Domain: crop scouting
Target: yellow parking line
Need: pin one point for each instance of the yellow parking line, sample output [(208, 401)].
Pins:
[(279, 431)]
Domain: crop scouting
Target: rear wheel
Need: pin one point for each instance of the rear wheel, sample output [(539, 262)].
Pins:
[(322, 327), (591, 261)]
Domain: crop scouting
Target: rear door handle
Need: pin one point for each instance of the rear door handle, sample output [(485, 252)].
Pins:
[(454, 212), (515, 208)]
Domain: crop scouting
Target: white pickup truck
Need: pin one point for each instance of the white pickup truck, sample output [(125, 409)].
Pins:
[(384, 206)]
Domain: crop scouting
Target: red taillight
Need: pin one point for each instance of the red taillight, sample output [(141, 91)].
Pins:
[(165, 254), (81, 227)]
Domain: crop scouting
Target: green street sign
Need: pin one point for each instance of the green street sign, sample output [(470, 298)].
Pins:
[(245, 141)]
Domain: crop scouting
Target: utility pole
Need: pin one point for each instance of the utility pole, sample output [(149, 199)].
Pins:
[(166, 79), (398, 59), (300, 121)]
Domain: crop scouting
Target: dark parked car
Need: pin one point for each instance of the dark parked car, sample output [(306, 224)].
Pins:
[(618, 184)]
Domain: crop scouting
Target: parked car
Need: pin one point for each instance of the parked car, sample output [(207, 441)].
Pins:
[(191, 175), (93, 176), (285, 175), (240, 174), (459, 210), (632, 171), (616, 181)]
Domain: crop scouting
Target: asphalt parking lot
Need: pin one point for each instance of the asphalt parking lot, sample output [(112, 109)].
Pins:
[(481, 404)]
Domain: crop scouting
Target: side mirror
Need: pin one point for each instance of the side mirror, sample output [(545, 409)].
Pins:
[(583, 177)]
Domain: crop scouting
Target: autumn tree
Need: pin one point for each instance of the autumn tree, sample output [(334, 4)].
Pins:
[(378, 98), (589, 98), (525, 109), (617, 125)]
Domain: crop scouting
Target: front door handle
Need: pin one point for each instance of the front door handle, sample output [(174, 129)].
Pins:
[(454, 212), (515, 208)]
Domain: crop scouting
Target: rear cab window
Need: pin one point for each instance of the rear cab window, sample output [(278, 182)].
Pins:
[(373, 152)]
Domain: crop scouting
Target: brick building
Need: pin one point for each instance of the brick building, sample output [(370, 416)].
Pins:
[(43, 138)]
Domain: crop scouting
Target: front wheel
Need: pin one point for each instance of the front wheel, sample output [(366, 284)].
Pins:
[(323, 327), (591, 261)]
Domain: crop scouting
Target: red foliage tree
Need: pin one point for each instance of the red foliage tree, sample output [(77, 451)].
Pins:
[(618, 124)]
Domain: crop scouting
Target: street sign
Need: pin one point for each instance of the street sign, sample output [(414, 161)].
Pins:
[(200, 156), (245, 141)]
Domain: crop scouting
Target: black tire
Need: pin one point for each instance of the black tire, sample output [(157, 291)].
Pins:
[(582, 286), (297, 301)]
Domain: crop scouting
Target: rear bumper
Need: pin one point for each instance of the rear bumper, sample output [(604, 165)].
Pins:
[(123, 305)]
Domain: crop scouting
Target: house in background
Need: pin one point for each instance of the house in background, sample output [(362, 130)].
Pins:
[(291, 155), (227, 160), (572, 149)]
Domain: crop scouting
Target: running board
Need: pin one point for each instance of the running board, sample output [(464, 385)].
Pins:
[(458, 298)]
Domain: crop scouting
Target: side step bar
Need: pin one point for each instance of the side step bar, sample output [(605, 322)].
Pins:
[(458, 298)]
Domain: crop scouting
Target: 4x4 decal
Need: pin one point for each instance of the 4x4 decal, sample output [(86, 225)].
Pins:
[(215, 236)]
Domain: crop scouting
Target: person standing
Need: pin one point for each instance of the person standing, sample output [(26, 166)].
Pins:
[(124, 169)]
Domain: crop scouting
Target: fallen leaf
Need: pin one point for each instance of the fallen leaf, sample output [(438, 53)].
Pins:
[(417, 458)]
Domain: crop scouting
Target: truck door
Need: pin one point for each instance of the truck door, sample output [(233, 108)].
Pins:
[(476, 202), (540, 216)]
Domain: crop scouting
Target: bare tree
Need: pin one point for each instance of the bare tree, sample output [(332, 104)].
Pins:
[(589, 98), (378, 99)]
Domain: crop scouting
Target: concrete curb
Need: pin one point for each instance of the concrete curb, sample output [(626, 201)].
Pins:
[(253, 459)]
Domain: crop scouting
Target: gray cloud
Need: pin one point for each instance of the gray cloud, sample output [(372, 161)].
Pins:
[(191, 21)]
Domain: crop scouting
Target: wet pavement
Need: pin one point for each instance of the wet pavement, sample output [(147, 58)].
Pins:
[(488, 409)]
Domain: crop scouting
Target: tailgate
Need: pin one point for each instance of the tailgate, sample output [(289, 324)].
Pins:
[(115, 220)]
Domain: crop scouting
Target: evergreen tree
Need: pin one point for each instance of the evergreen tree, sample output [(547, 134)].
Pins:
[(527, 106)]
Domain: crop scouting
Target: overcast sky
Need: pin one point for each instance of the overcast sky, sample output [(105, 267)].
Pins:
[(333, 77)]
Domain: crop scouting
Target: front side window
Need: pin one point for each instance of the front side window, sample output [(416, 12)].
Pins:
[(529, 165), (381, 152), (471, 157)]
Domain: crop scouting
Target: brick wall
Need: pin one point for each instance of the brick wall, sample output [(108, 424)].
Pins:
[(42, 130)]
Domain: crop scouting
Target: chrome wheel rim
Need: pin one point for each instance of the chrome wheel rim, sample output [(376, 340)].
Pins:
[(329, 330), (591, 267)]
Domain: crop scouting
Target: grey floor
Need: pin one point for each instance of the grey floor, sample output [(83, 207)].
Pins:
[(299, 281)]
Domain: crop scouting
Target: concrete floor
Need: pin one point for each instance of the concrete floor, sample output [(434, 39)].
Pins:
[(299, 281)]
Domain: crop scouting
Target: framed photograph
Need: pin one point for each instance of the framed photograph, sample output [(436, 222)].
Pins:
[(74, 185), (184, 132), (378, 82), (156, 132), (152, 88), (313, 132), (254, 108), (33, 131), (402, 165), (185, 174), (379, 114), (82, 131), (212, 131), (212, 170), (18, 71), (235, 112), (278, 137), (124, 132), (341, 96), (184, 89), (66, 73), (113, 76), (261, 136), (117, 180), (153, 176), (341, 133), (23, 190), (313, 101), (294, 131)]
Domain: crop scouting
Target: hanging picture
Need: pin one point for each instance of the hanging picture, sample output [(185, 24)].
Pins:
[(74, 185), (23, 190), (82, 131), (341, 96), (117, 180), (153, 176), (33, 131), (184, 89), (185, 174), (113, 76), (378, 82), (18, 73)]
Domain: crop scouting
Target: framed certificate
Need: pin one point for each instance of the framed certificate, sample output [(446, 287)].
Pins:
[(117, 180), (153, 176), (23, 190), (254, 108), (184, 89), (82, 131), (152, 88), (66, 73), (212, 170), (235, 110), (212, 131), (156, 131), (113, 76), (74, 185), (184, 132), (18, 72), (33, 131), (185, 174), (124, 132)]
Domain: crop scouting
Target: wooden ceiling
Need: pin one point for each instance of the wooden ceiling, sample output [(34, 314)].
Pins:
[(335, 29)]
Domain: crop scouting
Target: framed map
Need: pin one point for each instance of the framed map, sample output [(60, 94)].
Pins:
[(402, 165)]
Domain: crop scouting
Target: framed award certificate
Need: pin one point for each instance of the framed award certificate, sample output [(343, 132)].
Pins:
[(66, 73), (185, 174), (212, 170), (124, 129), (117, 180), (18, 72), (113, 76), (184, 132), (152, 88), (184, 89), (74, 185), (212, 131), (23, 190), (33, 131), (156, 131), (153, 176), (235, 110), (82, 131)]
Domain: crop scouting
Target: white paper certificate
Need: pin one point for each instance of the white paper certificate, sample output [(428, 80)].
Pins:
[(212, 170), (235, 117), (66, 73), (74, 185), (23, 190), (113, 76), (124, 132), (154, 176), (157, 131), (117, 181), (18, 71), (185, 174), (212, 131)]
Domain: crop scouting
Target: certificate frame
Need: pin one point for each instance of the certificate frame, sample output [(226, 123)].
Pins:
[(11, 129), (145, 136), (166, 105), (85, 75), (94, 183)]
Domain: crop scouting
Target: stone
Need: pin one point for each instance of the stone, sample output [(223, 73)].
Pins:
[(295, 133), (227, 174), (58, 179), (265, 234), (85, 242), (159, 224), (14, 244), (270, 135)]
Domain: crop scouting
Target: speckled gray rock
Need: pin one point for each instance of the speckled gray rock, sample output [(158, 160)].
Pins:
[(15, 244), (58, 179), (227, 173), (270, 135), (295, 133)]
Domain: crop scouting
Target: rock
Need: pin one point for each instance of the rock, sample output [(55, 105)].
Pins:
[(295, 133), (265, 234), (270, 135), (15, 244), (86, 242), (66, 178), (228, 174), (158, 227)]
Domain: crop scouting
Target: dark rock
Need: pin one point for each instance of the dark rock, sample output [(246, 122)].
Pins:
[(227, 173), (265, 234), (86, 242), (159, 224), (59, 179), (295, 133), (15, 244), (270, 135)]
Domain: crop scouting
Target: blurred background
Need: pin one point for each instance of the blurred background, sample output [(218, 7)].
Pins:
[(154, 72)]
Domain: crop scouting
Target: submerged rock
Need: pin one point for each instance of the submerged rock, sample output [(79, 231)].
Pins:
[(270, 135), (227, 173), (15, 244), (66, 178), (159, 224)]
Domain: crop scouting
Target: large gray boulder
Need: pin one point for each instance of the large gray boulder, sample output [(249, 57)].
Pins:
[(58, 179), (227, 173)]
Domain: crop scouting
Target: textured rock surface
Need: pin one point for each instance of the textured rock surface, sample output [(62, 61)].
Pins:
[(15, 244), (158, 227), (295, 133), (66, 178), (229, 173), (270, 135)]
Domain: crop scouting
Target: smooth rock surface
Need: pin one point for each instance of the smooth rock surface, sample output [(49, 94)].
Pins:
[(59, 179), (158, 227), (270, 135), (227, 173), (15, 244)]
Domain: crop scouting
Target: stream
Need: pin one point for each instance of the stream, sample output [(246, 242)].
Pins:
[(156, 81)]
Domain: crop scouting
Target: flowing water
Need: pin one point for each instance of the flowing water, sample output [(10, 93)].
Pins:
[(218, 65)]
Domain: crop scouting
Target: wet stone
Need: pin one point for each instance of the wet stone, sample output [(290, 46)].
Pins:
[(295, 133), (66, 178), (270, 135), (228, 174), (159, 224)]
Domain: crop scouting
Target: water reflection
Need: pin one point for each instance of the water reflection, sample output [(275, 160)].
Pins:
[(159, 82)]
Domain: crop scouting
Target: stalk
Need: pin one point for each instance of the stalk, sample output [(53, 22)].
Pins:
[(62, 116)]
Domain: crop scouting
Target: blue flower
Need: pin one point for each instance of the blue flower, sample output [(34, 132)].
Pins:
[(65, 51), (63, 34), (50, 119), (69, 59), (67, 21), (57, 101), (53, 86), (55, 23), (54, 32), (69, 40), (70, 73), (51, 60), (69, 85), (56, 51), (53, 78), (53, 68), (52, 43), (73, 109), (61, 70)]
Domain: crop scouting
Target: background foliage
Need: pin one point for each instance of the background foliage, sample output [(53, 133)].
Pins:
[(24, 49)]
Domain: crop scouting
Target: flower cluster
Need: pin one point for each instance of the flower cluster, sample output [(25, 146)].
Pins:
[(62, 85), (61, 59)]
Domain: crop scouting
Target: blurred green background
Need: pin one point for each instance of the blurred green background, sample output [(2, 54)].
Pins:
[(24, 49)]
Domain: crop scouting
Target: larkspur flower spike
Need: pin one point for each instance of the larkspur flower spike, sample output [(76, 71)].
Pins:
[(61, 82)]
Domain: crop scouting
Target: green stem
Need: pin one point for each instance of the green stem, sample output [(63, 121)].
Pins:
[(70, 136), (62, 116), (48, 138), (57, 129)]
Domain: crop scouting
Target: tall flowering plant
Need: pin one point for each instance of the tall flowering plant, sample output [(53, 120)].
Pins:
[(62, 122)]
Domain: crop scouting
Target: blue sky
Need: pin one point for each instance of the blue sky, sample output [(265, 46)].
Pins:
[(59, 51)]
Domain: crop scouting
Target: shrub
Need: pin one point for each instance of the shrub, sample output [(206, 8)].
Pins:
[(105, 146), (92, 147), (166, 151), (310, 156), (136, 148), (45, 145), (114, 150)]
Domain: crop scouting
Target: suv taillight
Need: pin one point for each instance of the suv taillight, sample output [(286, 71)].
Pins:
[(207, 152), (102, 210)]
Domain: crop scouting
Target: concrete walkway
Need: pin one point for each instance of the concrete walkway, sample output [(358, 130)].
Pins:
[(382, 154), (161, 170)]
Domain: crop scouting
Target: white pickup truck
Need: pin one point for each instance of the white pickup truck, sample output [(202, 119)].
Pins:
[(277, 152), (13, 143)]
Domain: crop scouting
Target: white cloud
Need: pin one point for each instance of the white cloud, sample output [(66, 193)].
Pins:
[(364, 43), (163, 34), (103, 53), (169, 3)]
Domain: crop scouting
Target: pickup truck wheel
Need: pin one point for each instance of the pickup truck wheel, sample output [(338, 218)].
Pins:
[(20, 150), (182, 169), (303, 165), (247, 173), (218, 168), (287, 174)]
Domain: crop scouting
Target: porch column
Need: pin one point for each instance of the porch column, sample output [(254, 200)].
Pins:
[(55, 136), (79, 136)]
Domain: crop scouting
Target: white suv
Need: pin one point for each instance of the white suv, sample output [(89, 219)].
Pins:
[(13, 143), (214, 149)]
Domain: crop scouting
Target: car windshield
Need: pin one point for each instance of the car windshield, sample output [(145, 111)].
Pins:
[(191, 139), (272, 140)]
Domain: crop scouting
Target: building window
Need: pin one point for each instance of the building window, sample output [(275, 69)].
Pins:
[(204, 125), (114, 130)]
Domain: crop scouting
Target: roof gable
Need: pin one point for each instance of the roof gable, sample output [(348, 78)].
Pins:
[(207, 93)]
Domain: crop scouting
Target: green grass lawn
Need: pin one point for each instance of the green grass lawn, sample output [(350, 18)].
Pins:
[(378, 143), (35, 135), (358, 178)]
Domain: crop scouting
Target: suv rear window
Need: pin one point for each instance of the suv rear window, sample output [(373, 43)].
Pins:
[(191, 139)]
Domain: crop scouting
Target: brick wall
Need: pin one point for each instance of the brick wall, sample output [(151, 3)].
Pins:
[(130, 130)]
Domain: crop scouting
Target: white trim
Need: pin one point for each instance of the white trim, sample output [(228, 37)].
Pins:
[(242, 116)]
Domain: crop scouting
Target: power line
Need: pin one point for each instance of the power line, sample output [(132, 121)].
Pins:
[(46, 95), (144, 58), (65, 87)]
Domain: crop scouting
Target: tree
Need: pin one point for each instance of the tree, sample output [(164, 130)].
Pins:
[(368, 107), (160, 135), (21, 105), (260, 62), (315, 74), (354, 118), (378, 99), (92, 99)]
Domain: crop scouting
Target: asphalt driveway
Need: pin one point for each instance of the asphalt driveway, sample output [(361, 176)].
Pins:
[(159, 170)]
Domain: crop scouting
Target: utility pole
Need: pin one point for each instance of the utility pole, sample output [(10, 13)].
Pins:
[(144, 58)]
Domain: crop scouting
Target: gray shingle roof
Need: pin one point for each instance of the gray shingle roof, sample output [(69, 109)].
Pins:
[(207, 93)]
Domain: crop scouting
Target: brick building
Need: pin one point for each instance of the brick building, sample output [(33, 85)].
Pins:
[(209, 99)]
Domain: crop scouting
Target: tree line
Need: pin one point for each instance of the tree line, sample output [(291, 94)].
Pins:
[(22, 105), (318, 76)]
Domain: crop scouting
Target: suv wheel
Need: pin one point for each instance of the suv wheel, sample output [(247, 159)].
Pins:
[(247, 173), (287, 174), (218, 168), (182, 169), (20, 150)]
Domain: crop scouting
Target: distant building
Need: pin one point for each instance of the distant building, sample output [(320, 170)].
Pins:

• Work instructions:
Which lines of the records above contain the word "running"? Report each of them in full.

• Written answer:
Target: running board
Need: pin one point for each instance of the running board, sample output [(464, 385)].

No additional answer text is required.